**Stated problem:** Extract every line of the listing below that contains the string "leather", treating uppercase and lowercase letters as different.

**Material provided:**
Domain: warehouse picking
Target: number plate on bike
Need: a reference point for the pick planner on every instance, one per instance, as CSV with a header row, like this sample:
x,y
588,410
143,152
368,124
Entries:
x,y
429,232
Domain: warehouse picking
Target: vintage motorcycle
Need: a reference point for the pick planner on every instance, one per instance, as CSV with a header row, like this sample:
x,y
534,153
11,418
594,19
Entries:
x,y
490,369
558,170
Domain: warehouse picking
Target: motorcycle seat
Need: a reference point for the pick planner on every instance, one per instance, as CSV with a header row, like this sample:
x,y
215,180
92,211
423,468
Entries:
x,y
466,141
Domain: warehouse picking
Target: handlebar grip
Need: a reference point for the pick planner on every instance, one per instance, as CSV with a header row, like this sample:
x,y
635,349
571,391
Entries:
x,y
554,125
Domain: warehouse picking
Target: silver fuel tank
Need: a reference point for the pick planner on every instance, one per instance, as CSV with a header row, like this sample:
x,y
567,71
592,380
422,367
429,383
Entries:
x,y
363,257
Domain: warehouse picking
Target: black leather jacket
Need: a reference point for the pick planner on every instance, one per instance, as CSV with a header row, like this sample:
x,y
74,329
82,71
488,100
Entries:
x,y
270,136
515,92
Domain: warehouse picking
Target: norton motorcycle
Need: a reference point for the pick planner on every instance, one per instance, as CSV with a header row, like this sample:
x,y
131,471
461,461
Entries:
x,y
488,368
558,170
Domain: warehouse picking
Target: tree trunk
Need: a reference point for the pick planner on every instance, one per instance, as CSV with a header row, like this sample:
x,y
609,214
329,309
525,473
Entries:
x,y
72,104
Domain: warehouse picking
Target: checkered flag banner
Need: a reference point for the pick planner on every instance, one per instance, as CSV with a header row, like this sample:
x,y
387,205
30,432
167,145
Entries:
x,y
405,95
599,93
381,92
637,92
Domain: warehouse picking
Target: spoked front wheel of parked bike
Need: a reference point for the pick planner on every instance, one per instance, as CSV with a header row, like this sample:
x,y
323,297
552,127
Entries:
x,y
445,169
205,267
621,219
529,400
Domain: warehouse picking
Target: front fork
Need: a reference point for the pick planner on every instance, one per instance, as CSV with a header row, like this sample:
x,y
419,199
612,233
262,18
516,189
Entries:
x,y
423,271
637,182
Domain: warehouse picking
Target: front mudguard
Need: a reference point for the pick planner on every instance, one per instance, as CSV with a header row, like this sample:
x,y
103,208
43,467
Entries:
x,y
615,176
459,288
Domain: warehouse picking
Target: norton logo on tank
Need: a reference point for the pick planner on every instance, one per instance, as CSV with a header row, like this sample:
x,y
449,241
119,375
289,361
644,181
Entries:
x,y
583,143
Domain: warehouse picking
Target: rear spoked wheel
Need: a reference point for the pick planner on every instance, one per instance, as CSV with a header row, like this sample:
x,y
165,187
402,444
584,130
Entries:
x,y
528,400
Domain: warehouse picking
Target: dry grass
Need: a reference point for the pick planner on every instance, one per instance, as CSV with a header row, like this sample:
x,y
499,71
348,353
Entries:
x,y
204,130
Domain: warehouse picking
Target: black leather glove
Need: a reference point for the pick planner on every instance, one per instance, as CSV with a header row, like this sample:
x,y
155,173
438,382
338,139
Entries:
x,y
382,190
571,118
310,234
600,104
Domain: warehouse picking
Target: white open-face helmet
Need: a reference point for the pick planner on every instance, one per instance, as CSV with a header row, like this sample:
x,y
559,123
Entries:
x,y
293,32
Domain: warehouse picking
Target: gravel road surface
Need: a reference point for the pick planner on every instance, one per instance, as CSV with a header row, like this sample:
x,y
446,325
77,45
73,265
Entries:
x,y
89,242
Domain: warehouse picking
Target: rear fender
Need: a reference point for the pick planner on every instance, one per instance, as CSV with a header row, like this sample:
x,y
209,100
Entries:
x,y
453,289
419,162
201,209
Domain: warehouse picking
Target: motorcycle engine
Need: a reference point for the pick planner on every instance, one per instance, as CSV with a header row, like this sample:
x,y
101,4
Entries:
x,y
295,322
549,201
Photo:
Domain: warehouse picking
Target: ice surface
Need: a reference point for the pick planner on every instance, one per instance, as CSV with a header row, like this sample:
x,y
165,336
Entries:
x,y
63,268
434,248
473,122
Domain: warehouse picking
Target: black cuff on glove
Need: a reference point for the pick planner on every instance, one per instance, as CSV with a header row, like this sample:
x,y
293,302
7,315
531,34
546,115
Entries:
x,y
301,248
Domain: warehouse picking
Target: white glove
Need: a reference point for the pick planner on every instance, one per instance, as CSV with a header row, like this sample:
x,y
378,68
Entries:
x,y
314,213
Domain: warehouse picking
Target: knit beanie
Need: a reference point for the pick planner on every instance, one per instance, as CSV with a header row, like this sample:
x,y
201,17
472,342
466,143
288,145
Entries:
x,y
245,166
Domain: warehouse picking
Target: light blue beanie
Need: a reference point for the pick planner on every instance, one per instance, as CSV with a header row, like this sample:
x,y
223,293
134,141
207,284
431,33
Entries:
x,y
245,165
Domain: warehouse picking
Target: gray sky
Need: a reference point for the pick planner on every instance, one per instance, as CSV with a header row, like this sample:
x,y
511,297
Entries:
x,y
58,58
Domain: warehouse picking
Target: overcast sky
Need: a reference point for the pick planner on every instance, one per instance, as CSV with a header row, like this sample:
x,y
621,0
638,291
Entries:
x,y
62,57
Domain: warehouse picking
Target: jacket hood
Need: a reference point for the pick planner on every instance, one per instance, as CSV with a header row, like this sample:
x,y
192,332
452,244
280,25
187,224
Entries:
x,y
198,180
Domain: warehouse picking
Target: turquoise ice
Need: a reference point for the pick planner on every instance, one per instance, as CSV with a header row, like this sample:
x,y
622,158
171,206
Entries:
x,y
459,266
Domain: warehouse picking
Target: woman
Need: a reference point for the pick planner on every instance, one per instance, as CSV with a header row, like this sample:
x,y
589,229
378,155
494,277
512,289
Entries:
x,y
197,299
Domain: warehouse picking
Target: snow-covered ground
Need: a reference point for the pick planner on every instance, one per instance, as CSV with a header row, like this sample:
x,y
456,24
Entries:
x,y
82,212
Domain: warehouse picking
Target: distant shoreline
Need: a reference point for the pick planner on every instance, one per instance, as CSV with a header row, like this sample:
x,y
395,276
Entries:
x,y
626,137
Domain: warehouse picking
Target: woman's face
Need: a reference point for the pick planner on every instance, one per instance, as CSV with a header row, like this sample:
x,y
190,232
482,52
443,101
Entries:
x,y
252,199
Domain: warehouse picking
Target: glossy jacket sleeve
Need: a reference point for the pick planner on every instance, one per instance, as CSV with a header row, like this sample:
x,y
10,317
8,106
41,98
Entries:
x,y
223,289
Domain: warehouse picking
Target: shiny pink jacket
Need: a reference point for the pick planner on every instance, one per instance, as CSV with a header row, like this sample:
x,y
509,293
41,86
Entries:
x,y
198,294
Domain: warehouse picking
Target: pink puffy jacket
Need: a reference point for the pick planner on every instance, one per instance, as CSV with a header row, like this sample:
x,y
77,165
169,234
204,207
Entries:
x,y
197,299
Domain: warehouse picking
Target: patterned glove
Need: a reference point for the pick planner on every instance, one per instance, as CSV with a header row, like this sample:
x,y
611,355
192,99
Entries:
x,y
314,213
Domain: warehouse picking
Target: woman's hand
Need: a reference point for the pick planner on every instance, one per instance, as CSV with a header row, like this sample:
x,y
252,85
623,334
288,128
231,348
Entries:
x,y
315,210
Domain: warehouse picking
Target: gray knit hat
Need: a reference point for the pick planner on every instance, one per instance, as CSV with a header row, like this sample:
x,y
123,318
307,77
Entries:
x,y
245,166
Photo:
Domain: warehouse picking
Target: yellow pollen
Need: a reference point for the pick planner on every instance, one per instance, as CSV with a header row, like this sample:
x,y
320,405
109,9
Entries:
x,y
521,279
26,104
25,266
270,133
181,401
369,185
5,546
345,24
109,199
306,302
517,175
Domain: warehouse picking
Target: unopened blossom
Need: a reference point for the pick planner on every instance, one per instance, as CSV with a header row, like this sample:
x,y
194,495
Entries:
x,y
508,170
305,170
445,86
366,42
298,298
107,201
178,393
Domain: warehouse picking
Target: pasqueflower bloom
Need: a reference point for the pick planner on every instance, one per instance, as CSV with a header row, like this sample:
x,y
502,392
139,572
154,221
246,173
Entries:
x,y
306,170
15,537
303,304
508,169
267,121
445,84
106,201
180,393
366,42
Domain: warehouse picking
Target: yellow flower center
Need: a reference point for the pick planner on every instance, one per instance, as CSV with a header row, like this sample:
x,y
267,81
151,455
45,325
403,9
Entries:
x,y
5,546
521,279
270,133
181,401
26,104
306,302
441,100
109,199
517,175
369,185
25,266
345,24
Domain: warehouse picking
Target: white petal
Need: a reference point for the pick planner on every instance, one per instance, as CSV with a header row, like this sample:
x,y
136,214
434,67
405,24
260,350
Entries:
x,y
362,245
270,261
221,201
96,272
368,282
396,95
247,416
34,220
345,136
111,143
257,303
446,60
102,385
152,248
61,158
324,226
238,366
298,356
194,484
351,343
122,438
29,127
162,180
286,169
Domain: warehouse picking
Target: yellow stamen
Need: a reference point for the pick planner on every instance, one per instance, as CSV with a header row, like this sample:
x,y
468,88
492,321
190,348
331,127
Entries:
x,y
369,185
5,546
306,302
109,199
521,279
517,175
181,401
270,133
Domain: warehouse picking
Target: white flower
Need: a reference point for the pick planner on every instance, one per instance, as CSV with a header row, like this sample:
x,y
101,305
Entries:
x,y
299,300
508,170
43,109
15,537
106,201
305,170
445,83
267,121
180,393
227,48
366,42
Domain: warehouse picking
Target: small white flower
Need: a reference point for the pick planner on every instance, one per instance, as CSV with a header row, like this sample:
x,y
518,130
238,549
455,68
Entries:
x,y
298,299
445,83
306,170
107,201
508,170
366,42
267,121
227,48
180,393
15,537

**Written reply:**
Target: black leather jacket
Target: black leather glove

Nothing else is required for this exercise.